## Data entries
— BEGIN —

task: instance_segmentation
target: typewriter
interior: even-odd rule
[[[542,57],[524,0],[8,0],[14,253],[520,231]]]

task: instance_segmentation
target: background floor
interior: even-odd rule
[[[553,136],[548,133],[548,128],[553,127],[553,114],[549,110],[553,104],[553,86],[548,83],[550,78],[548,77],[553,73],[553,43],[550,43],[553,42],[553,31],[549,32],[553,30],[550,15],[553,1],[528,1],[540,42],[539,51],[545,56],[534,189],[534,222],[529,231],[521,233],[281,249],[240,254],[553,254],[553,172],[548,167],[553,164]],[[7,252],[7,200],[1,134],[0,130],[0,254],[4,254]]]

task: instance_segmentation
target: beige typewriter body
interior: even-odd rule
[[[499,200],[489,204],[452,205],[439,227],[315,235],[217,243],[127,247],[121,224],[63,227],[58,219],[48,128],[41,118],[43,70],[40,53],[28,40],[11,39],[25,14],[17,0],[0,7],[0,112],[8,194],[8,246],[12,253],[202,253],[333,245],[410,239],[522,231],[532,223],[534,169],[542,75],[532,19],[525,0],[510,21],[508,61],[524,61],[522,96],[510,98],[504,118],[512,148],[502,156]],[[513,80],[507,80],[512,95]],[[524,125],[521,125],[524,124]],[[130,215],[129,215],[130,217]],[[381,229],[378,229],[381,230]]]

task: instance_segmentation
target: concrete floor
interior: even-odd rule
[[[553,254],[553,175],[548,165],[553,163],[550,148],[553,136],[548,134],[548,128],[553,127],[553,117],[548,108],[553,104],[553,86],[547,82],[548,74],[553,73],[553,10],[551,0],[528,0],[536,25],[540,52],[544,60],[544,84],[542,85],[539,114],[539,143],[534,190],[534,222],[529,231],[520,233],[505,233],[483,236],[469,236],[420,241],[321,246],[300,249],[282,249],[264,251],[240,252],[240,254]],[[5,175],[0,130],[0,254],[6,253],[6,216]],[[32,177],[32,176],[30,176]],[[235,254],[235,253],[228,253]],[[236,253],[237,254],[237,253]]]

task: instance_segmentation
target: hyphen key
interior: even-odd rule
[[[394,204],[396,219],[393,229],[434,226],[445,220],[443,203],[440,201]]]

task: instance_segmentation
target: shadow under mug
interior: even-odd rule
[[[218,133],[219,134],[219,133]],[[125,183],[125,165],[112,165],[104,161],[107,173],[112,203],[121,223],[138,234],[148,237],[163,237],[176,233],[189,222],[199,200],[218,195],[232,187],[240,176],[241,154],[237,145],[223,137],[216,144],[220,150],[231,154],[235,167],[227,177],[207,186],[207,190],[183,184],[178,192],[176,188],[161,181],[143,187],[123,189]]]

— END —

## WRITTEN PROBLEM
Format the part of the data entries that runs from their start through the line containing "[[[542,57],[524,0],[8,0],[14,253],[520,231]]]" as a numbered list, one line per item, omitting any blank lines.

## RIGHT ANSWER
1. task: instance_segmentation
2. target: typewriter
3. interior: even-odd rule
4. [[[542,57],[524,0],[8,0],[14,253],[520,231]]]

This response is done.